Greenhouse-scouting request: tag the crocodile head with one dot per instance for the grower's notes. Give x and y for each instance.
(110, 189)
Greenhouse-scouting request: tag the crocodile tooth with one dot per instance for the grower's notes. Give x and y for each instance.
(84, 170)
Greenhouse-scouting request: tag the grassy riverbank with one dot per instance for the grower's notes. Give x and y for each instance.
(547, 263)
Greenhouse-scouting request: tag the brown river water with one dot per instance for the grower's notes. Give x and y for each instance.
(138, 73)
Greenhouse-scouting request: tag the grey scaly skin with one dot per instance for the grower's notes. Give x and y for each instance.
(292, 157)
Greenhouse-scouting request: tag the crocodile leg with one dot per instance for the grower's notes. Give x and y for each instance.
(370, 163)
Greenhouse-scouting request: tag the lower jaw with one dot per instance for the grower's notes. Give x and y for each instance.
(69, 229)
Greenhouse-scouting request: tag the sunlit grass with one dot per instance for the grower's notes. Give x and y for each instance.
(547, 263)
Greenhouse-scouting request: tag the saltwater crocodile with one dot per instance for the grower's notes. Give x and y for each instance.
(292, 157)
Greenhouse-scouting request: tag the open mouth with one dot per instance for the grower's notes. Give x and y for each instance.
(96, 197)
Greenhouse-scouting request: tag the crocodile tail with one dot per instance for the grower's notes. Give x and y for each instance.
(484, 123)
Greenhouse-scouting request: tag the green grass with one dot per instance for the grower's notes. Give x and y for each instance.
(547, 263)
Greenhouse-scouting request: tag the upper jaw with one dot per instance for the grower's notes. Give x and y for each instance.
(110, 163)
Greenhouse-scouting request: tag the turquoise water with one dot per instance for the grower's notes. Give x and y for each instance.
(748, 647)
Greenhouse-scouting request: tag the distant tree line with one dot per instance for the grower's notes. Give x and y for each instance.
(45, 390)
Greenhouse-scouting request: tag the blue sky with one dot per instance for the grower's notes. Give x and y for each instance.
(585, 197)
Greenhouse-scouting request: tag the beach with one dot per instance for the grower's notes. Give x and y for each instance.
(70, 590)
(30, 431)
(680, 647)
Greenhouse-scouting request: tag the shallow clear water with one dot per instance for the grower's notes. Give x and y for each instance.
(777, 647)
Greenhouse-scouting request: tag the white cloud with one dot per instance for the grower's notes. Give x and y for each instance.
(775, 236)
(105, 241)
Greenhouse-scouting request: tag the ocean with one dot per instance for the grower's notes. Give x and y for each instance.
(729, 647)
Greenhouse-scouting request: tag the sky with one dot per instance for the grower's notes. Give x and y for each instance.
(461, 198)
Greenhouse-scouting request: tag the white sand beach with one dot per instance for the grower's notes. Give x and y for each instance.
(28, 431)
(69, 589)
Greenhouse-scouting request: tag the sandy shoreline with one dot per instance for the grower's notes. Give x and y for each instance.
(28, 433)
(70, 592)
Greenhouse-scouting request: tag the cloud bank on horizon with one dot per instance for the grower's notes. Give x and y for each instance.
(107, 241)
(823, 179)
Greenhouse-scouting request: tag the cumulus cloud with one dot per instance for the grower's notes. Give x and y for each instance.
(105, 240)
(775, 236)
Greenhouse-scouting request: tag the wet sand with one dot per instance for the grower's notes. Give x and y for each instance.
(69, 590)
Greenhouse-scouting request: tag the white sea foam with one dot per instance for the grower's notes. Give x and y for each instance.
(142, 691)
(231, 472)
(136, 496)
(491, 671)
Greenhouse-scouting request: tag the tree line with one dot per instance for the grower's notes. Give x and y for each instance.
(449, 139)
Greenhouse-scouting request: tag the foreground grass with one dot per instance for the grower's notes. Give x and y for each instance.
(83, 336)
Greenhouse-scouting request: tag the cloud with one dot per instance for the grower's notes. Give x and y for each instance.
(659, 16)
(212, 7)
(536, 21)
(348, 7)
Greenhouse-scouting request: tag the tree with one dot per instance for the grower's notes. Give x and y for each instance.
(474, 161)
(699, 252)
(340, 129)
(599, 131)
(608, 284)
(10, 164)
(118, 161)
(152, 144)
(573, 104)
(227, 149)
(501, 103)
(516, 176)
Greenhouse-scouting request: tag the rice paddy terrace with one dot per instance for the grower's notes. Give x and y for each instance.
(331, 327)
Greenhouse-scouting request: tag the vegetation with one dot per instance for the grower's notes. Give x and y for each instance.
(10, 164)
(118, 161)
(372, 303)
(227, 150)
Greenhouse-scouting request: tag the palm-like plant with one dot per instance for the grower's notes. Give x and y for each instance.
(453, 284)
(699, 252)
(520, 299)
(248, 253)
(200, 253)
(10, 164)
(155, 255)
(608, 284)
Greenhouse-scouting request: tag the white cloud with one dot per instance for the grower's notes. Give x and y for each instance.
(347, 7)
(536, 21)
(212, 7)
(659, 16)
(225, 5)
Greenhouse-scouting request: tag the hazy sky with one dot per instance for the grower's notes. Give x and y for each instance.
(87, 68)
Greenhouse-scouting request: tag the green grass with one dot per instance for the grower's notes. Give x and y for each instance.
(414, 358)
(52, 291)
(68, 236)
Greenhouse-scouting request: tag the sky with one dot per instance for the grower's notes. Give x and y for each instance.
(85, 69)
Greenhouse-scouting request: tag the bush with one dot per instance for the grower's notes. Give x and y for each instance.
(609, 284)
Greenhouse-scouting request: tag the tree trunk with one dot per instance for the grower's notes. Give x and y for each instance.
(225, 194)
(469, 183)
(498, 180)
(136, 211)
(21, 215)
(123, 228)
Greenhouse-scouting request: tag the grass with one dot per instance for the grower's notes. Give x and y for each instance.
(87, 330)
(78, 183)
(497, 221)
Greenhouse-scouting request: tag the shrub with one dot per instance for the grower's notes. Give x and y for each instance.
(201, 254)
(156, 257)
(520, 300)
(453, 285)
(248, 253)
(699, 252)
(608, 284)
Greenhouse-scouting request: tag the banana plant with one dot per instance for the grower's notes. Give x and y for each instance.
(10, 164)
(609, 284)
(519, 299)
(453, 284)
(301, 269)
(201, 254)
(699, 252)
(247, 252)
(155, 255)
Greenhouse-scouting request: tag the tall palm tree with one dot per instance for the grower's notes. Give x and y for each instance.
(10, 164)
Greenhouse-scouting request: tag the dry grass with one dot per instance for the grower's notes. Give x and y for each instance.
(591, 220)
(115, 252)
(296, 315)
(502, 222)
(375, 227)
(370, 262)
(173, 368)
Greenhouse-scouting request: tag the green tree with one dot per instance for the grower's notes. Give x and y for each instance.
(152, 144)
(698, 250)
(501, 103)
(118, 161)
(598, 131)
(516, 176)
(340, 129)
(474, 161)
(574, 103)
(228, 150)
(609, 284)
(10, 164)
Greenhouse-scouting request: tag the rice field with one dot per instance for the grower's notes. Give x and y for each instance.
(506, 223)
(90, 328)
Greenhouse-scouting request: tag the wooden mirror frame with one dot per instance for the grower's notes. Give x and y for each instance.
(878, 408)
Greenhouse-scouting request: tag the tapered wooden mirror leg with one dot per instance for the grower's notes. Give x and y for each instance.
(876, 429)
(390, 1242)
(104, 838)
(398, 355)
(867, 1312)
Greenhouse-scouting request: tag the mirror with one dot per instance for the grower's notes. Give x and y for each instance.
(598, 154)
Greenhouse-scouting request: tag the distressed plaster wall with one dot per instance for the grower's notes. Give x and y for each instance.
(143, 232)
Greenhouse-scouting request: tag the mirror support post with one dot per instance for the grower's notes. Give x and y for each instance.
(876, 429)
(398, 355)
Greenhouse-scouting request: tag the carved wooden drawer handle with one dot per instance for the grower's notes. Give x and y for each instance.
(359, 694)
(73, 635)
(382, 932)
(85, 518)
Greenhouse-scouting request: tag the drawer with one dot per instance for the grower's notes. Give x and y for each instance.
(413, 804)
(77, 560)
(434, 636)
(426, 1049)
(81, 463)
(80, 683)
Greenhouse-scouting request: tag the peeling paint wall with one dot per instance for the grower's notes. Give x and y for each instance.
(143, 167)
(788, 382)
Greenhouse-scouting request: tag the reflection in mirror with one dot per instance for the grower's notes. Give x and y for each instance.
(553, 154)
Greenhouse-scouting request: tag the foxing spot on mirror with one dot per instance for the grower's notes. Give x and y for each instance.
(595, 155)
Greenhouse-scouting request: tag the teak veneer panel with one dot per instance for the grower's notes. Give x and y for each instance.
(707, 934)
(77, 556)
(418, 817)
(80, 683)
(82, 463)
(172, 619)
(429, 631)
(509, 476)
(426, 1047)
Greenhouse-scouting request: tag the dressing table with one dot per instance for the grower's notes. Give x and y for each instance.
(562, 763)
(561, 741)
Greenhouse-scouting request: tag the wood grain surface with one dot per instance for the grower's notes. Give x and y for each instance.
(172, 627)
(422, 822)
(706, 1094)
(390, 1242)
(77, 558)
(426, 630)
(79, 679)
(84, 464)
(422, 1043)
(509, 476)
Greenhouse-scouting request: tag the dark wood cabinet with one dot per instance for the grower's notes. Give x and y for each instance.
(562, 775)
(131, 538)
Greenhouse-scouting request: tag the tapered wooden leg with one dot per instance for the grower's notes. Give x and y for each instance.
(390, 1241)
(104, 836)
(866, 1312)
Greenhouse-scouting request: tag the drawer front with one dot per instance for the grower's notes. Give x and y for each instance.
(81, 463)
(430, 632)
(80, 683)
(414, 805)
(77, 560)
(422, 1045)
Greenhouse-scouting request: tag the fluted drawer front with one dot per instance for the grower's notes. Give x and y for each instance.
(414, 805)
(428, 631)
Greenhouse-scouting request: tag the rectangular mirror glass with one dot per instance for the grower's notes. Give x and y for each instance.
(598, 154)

WORK INSTRUCTIONS :: Everything from the line containing "Greenhouse-scouting request: tag the foxing" to the last line of the entries above should be quoted exactly, and only that.

TASK ANSWER ::
Greenhouse-scouting request: tag the foxing spot on mirror with one dot per instance for the grower's notes. Give x and y for each instance.
(595, 155)
Greenhouse-scouting request: tag the teak veneer panel with one dot per instance for the grower's notes. Give x and y for each instance.
(707, 934)
(77, 556)
(418, 817)
(80, 683)
(82, 463)
(172, 619)
(429, 631)
(509, 476)
(426, 1047)
Greenhouse-scouting request: tag the dressing table with one dot per instance for the grower's notes. Give x and y for each instance.
(562, 763)
(561, 741)
Greenhouse-scouting request: tag the wood grain surface with one dot per instance for the grower's notes. Give x and y for each instance.
(172, 627)
(422, 822)
(706, 1094)
(390, 1242)
(77, 558)
(426, 630)
(79, 679)
(84, 464)
(422, 1043)
(509, 476)
Greenhouse-scouting request: tag the dark wood cabinet with one dot per instance for the grower's notes. Give x and y for each instance.
(562, 775)
(131, 538)
Greenhouse-scouting request: tag the tapered wooden leg with one dot per instance for the grower's notes. Give x and y for each instance.
(390, 1241)
(104, 836)
(866, 1312)
Greenhouse-scouting request: tag the drawer front with one dot per instance for the grower's notes. Give x and y for each instance.
(81, 463)
(430, 632)
(80, 683)
(414, 805)
(77, 560)
(422, 1045)
Greenhouse-scouting request: tag the fluted drawer front with one dot per instance for the grower's notes. Give x and y for each instance.
(414, 805)
(428, 631)
Greenhouse-scouting request: tag the rectangular mirror glass with one dot per instance for the grower's notes. Give x and y for each instance.
(598, 154)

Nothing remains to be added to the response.